## start Records provided

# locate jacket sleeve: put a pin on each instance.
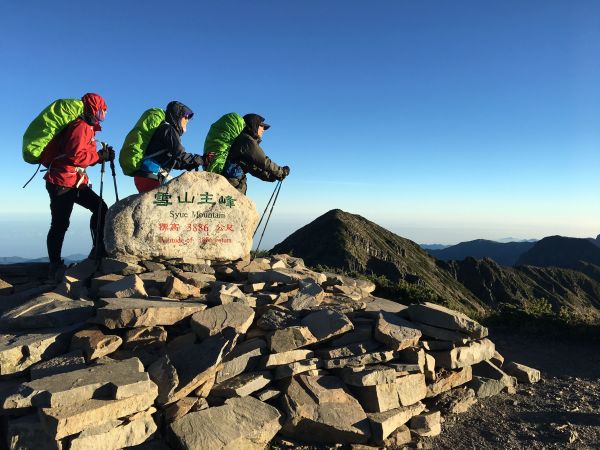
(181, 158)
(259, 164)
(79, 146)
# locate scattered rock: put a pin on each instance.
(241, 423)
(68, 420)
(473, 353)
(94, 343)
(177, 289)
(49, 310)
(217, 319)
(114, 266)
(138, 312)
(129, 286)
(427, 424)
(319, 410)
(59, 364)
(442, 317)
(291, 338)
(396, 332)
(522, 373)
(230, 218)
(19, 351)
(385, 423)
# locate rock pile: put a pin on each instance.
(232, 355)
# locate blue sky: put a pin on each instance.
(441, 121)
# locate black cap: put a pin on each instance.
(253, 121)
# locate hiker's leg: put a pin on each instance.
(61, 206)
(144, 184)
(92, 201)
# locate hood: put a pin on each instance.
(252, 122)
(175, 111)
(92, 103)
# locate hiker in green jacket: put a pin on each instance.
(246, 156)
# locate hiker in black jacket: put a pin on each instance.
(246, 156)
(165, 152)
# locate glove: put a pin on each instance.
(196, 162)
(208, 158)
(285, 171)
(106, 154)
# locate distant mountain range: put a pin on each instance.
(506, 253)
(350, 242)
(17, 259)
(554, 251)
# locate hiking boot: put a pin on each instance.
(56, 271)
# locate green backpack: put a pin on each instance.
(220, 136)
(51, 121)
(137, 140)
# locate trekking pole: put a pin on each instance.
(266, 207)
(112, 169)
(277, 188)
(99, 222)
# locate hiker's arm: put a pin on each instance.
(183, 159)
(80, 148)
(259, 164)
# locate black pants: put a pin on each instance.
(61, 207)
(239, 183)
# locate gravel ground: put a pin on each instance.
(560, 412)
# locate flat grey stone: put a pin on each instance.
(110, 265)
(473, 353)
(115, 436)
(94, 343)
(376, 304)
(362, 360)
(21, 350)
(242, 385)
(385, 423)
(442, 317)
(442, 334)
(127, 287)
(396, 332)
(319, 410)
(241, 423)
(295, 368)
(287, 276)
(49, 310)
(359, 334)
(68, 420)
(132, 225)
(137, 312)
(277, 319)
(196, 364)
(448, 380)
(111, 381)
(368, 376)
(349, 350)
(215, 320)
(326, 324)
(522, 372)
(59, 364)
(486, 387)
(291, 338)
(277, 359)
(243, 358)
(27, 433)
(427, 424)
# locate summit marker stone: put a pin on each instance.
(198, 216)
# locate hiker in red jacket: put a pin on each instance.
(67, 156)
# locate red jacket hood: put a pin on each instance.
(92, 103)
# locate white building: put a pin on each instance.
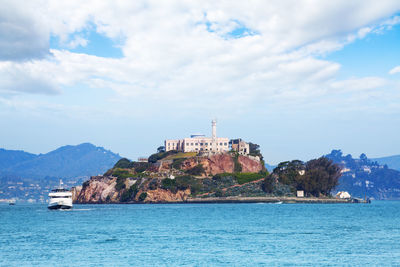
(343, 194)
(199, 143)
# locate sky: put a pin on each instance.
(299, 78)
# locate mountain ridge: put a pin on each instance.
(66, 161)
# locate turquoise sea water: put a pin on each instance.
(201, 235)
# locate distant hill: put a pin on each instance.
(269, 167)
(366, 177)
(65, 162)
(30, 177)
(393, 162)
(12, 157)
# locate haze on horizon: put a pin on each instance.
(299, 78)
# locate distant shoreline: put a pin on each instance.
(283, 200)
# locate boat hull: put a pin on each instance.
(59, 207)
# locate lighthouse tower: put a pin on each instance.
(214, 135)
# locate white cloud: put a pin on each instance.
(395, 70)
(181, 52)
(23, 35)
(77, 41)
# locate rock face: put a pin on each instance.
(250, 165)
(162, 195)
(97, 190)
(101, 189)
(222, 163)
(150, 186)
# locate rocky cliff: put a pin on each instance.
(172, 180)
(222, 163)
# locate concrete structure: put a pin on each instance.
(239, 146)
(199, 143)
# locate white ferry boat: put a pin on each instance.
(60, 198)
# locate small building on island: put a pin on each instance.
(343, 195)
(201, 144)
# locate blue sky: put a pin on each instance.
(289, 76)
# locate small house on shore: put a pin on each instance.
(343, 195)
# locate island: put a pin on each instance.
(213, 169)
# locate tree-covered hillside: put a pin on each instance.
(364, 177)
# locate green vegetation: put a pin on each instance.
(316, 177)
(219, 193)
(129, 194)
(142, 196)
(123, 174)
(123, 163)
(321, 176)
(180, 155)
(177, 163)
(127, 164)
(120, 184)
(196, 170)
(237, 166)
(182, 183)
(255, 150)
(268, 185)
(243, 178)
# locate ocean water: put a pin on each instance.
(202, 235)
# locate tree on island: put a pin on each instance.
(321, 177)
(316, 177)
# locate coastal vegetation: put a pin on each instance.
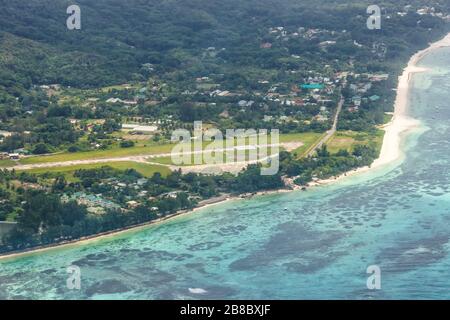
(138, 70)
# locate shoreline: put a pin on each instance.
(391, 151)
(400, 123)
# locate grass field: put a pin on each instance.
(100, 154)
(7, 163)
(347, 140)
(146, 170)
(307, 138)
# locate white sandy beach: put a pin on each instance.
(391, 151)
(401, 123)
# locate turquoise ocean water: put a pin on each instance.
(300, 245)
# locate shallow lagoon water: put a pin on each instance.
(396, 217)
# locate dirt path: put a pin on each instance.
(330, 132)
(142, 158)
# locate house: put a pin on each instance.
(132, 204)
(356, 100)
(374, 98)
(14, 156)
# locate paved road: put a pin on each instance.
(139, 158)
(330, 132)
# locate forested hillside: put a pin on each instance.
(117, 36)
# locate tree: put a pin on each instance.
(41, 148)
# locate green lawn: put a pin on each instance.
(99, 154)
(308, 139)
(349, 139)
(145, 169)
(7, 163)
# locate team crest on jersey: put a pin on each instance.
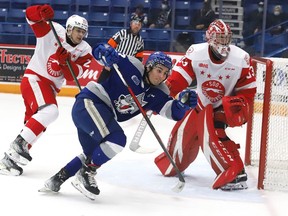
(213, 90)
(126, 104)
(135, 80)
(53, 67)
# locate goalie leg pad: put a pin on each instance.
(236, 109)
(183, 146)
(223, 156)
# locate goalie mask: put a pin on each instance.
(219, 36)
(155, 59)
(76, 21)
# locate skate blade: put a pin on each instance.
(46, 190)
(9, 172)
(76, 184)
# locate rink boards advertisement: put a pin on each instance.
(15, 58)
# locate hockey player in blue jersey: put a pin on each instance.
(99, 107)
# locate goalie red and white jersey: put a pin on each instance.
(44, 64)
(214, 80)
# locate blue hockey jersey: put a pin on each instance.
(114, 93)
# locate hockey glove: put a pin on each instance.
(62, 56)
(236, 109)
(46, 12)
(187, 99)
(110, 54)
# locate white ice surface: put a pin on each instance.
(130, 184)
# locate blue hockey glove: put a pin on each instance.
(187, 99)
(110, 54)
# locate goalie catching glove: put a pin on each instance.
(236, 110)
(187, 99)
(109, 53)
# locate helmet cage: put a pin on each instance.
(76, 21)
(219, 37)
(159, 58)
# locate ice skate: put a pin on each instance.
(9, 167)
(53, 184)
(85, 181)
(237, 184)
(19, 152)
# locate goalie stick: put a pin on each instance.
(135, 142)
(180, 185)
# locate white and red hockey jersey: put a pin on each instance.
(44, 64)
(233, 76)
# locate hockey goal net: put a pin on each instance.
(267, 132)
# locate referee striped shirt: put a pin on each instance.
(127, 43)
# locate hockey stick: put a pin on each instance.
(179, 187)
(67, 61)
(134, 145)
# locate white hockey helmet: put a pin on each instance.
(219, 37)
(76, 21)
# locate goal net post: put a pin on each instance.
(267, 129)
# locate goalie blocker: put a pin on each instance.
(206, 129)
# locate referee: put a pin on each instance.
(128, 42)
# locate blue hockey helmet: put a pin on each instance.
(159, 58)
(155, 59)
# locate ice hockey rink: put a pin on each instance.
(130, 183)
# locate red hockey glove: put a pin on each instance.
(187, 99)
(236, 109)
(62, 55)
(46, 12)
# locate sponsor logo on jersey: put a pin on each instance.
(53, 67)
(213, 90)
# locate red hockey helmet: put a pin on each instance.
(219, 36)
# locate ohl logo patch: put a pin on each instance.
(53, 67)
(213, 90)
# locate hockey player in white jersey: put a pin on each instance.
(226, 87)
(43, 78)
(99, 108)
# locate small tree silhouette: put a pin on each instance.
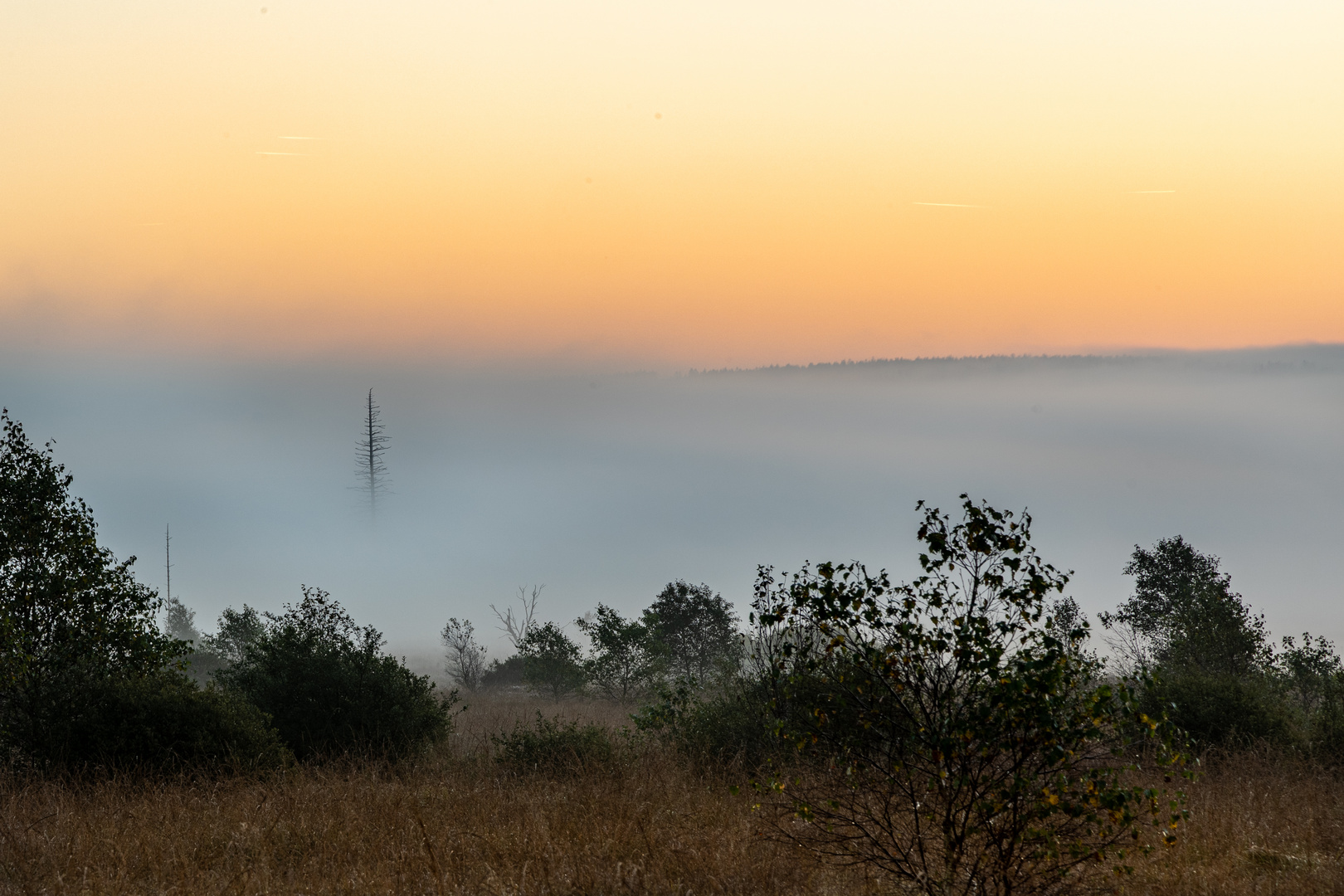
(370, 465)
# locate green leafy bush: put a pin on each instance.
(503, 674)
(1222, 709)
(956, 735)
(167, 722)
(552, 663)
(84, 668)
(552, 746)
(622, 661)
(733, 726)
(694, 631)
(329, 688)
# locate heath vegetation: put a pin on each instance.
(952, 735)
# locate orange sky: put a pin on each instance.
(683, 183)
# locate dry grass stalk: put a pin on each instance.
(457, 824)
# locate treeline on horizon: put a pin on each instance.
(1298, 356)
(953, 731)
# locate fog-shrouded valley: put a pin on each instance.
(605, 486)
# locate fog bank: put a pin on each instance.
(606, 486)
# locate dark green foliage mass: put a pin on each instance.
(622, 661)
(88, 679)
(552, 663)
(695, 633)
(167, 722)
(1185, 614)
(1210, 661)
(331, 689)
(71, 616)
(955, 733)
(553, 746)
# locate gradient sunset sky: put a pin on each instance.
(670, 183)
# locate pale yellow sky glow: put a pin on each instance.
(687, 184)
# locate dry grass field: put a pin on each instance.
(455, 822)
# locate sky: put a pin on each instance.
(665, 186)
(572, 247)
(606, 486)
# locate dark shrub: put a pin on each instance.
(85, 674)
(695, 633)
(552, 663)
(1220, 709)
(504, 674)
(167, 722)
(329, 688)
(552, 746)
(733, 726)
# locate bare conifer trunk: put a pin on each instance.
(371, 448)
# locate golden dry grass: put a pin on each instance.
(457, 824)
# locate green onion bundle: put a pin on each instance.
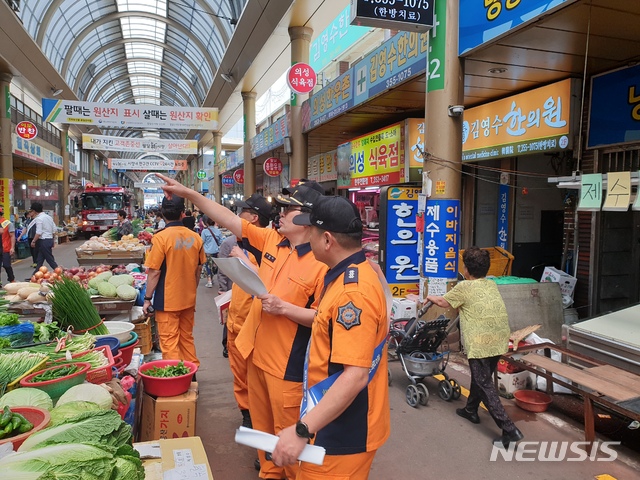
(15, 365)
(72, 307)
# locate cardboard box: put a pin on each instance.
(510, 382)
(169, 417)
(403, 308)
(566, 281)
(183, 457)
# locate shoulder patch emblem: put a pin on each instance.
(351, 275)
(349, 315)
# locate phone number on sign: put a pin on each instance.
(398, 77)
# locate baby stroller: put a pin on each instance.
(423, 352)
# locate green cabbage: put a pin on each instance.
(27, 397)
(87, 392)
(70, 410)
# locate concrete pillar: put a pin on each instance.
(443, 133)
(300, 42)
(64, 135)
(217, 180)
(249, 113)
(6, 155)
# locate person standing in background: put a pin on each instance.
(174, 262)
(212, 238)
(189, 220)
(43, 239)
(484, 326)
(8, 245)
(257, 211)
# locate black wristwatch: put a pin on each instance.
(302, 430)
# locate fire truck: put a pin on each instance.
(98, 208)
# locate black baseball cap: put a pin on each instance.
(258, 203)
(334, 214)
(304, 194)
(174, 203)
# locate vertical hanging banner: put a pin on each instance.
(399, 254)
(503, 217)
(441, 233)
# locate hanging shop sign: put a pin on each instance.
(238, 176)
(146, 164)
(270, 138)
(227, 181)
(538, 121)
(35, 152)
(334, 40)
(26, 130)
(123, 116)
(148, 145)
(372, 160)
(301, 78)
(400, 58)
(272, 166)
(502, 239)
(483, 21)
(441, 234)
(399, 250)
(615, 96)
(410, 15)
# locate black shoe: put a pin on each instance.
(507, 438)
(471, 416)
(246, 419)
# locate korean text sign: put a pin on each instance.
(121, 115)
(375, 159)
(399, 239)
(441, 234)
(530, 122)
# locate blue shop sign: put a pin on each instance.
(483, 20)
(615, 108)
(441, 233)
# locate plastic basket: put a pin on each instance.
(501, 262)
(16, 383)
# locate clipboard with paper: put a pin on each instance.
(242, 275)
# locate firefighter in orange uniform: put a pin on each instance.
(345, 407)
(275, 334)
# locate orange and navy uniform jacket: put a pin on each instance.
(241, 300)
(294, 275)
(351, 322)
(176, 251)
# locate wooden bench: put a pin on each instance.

## end Records provided

__Do this__. Repeat, without change, each line of the data above from the one that contains "# locate hanging" through the final line, counting both.

__Task result__.
# locate hanging shop sign: put a pin on each instance.
(238, 176)
(146, 164)
(270, 138)
(227, 181)
(538, 121)
(35, 152)
(334, 40)
(26, 130)
(123, 116)
(148, 145)
(372, 160)
(301, 78)
(400, 58)
(272, 166)
(502, 239)
(483, 21)
(441, 234)
(399, 250)
(615, 96)
(410, 15)
# locate black shoe: put a pin on each instance.
(507, 438)
(471, 416)
(246, 419)
# locate korean text sign: put a pin on each instance.
(121, 115)
(375, 159)
(399, 239)
(441, 234)
(530, 122)
# locate blue shop sign: put a pin on each instance.
(483, 20)
(615, 108)
(441, 233)
# locate plastic basket: put a pin on each instance.
(501, 262)
(16, 383)
# locate clipboard with paper: put a pin on each instance.
(242, 275)
# locate firefighter in orange uniform: put a pin on each instance.
(345, 407)
(275, 334)
# locate orange and navy uniform jacket: put a pin on each instance.
(241, 300)
(294, 275)
(351, 322)
(176, 251)
# locate wooden bench: put a pin on each instance.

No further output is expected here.